§ **Consigne écrite 1**:
Recopiez à l'identique les lignes du listing, en partant de son début et en terminant par la ligne qui contient « <point>769,808</point> », ces deux lignes comprises.

§ **Extrait du document**:

La Cour des comptes a rendu public, mardi 9 février son rapport annuel 2010. Premier tour d'horizon des principaux sujets abordés, en particulier ceux qui concernent directement les collectivités.
Finances publiques : la crise n'est pas la seule coupable !
Le rapport s'ouvre sur la constatation de la forte aggravation de la situation des finances publiques : le déficit est passé de 3,4% du PIB en 2008 à environ 8% du PIB en 2009. Conséquence directe : la dette est passée de 1.000 milliards en 2003 à 1.500 milliards en 2009. La Cour estime qu'elle pourrait atteindre 2.000 milliards en 2013, soit 100% du PIB. Une situation, qui si elle est encore peu sensible aujourd'hui en raison de la faiblesse des taux d'intérêt, devrait vite devenir très délicate dès la remontée des taux : le paiement des intérêts pose une "forte hypothèque" sur la reprise de la croissance.
Or, ce fort endettement n'est pas imputable uniquement à la crise, explique la Cour : "Moins de la moitié du déficit est d'origine conjoncturelle." Elle appelle donc à une forte maîtrise de la dépense publique, qui passe d'abord par la réduction des effectifs de l'Etat. Côté collectivités, "le ralentissement de la croissance des dépenses en 2009, jusqu'ici très forte (3,1% en volume par an sur les dix dernières années hors transferts de compétences) ne peut résulter que d'une réforme touchant l'organisation des collectivités". Voilà qui tombe bien, une réforme est en cours ! Mais, ajoute la Cour, l'ampleur des déficits est telle qu'il ne suffira pas de faire des économies, "il faudra aussi augmenter le rendement des prélèvements obligatoires, notamment en réduisant fortement les dépenses fiscales et le coût des niches sociales".
Emprunts toxiques : les recommandations de la Cour "restent d'actualité"
Depuis 2006, la Cour dresse également dans son rapport annuel un bilan des suites données à ses observations. Dans cette partie est évoquée la question des emprunts "toxiques". En février 2009, la Cour avait en effet appelé l'attention sur les risques pris par les collectivités et établissements publics locaux ayant contracté des emprunts dits "structurés". Un an après, et en dépit de la charte de bonne conduite signée le 7 décembre dernier, "la Cour constate que ses recommandations n'ont été que très partiellement suivies d'effet à ce jour".

§ **Lignes de données**:

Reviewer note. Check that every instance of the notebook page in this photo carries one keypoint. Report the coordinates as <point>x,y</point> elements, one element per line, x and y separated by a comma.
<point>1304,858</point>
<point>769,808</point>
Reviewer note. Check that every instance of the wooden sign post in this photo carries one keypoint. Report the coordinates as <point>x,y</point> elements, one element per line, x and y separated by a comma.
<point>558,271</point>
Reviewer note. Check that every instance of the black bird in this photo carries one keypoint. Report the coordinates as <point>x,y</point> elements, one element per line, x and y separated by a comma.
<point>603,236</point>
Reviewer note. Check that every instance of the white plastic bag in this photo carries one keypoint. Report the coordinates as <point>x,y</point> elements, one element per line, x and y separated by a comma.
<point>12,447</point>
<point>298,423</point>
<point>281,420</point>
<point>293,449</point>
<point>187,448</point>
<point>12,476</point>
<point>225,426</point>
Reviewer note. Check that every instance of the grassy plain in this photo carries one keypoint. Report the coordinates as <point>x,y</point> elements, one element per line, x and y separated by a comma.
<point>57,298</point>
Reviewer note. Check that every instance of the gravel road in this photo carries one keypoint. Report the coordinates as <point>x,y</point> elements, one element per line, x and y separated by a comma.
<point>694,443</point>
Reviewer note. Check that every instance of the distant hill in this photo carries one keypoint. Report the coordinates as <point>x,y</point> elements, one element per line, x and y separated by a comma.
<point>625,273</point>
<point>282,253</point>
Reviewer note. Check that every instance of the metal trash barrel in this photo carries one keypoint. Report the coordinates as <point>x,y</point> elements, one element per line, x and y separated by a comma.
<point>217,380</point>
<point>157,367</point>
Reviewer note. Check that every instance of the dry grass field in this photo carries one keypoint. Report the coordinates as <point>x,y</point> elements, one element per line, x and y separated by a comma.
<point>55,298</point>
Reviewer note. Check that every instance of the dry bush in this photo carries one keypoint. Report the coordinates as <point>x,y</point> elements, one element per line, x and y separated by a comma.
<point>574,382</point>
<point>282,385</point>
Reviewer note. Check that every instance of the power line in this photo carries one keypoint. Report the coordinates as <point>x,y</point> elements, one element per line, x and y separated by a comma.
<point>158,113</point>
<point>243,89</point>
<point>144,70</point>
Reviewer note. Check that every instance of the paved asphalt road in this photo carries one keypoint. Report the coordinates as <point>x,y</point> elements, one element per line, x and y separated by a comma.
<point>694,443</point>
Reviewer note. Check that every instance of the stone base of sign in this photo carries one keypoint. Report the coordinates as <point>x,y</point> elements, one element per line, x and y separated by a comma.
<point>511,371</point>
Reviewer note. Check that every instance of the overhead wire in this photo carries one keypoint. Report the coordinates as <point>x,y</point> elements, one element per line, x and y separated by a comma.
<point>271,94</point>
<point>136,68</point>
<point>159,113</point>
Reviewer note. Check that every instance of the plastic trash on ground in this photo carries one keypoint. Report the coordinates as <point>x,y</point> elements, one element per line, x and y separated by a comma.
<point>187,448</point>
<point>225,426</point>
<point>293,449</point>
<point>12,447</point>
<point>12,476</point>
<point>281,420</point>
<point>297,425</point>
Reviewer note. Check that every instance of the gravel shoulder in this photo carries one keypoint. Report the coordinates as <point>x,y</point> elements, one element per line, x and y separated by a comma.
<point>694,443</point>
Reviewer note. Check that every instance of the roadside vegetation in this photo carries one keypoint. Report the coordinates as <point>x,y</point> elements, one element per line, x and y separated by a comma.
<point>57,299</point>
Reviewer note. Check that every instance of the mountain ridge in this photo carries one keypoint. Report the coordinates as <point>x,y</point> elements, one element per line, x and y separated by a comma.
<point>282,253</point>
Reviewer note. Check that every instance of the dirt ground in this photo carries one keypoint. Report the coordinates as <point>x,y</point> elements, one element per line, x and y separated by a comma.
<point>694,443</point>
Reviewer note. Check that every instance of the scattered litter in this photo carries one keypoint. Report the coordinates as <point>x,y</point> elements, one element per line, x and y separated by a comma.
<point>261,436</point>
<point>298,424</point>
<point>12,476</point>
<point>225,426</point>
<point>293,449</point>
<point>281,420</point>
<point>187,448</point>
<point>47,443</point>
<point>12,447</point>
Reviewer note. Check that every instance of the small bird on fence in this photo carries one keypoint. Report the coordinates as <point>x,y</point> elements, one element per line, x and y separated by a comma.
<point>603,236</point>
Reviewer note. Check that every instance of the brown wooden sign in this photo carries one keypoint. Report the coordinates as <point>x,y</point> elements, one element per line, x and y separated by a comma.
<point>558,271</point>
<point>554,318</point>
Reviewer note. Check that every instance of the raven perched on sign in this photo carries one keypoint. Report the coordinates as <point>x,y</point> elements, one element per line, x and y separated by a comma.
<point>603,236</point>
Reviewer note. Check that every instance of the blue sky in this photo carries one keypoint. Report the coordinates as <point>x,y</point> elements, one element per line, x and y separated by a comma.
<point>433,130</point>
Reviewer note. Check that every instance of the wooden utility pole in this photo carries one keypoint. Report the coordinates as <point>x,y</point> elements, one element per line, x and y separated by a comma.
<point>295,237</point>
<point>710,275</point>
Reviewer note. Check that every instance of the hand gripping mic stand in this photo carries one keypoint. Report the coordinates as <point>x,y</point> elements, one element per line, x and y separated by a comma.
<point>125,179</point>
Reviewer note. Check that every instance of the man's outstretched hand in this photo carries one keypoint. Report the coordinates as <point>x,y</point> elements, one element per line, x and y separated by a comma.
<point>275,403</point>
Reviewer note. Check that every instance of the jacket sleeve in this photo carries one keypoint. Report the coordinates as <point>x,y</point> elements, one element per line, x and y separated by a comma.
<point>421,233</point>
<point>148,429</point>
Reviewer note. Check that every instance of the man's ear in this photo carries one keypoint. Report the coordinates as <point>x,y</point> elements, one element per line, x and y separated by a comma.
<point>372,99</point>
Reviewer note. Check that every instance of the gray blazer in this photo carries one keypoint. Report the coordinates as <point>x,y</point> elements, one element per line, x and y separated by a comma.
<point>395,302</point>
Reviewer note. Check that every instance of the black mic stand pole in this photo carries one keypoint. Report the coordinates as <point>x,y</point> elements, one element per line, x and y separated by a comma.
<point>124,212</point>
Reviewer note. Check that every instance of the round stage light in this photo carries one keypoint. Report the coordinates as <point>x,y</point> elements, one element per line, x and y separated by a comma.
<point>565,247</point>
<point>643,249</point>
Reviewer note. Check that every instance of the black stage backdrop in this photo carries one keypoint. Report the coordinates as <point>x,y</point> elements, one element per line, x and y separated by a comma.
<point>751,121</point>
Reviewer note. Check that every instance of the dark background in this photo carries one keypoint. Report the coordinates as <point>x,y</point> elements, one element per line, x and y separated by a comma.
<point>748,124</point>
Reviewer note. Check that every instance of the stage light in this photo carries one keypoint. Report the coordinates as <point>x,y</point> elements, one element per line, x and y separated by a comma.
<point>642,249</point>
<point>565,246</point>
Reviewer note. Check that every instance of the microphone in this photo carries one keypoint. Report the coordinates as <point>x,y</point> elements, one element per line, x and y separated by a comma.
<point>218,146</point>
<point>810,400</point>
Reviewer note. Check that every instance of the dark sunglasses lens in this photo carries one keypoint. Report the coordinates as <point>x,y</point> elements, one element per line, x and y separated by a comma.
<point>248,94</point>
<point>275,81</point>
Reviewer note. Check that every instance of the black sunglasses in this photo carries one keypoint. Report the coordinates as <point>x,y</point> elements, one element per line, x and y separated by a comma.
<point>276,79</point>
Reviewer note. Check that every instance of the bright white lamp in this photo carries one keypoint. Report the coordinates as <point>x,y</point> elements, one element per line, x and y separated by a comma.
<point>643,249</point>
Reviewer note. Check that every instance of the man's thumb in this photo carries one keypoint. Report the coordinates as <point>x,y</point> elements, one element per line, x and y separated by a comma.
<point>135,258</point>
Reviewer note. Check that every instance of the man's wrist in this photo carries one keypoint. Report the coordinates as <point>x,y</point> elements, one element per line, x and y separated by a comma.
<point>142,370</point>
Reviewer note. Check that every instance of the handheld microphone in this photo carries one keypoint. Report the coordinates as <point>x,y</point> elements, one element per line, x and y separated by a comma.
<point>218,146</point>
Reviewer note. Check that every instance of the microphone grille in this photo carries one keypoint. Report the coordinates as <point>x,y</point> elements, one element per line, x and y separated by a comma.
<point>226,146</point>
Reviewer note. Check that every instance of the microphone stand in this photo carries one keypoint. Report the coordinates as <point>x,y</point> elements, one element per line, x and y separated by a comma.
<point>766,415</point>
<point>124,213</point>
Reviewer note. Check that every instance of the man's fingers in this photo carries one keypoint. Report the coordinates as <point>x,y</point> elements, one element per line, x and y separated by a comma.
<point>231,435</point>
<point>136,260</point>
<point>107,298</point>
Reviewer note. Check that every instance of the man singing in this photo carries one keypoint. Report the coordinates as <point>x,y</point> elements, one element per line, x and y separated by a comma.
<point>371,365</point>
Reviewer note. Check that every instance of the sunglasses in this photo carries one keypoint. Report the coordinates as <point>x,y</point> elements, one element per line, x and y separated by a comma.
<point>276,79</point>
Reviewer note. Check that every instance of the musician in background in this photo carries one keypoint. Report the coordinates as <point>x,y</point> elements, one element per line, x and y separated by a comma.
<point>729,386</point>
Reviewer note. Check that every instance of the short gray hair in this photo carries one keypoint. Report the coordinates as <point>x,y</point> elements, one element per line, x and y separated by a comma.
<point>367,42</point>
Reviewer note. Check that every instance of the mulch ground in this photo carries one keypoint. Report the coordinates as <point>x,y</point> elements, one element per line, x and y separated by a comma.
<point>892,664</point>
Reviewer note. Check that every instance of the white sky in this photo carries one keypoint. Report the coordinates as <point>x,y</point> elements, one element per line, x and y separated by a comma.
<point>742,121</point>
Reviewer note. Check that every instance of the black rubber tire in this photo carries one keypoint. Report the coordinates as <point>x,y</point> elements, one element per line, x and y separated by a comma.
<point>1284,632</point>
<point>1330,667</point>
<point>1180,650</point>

§ **Consigne écrite 2**:
Reprenez le texte sur le rapport annuel 2010 de la Cour des comptes et prolongez-le à partir de sa dernière phrase.

§ **Réponse finale 1**:
Reviewer note. Check that every instance of the notebook page in this photo carries one keypoint. Report the coordinates as <point>x,y</point> elements, one element per line, x and y separated by a comma.
<point>1304,858</point>
<point>769,808</point>

§ **Réponse finale 2**:
La Cour avait d'abord demandé qu'une loi renforce le rôle des assemblées délibérantes et encadre les compétences qui peuvent être attribuées aux exécutifs locaux en matière d'emprunt. "Ces modifications d'ordre législatif n'ont pas été engagées." Elle avait recommandé ensuite une adaptation du référentiel comptable afin d'améliorer la qualité de l'information sur ces emprunts. "Cette recommandation demeure d'actualité." Sur la charte signée en décembre 2009 (voir nos articles ci-contre), la Cour estime que "l'engagement de mieux associer les assemblées délibérantes" va dans le bon sens. Cependant, sur le fond, "les établissements de crédit peuvent toujours proposer des emprunts structurés". La Cour "ne peut donc que rappeler l'ensemble de ses recommandations, qui lui paraissent appeler une intervention des autorités de l'Etat allant au-delà d'une contribution à l'élaboration du charte de bonne conduite". On ne peut être plus clair.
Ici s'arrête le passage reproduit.